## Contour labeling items
## Start
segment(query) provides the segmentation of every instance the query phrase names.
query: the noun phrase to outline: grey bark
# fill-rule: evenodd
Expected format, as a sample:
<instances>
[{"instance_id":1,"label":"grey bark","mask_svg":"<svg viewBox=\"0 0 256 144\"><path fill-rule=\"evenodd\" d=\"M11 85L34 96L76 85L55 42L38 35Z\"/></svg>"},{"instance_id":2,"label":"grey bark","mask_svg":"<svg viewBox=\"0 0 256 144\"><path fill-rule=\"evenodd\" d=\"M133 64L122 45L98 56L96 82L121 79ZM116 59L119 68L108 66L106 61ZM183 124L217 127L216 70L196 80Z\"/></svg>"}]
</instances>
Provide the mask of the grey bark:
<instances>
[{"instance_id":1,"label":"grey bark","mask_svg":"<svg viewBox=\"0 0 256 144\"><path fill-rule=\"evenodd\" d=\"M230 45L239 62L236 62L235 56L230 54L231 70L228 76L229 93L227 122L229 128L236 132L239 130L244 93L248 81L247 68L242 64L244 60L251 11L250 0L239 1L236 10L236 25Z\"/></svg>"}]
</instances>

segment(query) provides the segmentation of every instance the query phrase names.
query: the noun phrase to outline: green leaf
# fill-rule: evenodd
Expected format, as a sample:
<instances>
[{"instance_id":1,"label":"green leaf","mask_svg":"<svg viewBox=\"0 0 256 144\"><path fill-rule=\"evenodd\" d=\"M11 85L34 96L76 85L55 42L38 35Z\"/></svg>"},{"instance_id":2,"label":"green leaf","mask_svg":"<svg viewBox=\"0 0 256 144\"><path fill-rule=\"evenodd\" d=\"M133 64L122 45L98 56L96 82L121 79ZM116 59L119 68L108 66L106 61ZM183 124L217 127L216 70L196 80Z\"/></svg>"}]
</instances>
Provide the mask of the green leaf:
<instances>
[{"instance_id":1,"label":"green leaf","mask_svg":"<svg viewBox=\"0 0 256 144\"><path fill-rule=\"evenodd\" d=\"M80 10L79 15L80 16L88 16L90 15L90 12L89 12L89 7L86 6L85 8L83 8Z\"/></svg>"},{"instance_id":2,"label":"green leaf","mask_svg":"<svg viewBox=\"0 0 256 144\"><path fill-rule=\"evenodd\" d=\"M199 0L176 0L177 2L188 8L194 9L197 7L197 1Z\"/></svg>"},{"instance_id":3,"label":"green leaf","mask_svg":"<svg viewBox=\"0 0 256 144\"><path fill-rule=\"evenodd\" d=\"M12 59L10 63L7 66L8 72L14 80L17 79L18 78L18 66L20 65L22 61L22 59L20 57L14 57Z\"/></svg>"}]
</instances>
## End
## Goal of the exercise
Every entry above needs to be quoted exactly.

## Result below
segment(query) provides the segmentation of every instance the query phrase names.
query: the noun phrase to outline: grey bark
# fill-rule: evenodd
Expected format, as a sample:
<instances>
[{"instance_id":1,"label":"grey bark","mask_svg":"<svg viewBox=\"0 0 256 144\"><path fill-rule=\"evenodd\" d=\"M11 85L34 96L76 85L55 42L38 35Z\"/></svg>"},{"instance_id":2,"label":"grey bark","mask_svg":"<svg viewBox=\"0 0 256 144\"><path fill-rule=\"evenodd\" d=\"M133 64L122 45L98 56L96 82L121 79ZM116 59L119 68L108 66L106 61ZM183 124L217 127L216 70L196 80Z\"/></svg>"}]
</instances>
Provide the mask of the grey bark:
<instances>
[{"instance_id":1,"label":"grey bark","mask_svg":"<svg viewBox=\"0 0 256 144\"><path fill-rule=\"evenodd\" d=\"M230 45L239 62L236 62L235 56L230 54L231 70L228 76L229 93L227 122L229 128L236 132L239 130L244 93L248 81L247 68L242 64L244 60L251 11L250 0L239 1L236 10L236 25Z\"/></svg>"}]
</instances>

segment(query) provides the segmentation of every instance the query phrase names.
query: the noun phrase to outline: green leaf
# fill-rule: evenodd
Expected format, as a sample:
<instances>
[{"instance_id":1,"label":"green leaf","mask_svg":"<svg viewBox=\"0 0 256 144\"><path fill-rule=\"evenodd\" d=\"M11 85L34 96L76 85L55 42L38 35Z\"/></svg>"},{"instance_id":2,"label":"green leaf","mask_svg":"<svg viewBox=\"0 0 256 144\"><path fill-rule=\"evenodd\" d=\"M133 64L122 45L98 56L96 82L121 79ZM116 59L119 68L108 66L106 61ZM183 124L217 127L216 70L196 80Z\"/></svg>"}]
</instances>
Provide the mask of the green leaf:
<instances>
[{"instance_id":1,"label":"green leaf","mask_svg":"<svg viewBox=\"0 0 256 144\"><path fill-rule=\"evenodd\" d=\"M80 10L79 15L80 16L88 16L90 15L90 12L89 12L89 7L86 6L85 8L83 8Z\"/></svg>"},{"instance_id":2,"label":"green leaf","mask_svg":"<svg viewBox=\"0 0 256 144\"><path fill-rule=\"evenodd\" d=\"M199 0L176 0L177 2L188 8L194 9L197 7L197 1Z\"/></svg>"},{"instance_id":3,"label":"green leaf","mask_svg":"<svg viewBox=\"0 0 256 144\"><path fill-rule=\"evenodd\" d=\"M12 59L10 63L7 66L8 72L14 80L17 79L18 78L18 66L20 65L22 61L22 59L20 57L14 57Z\"/></svg>"}]
</instances>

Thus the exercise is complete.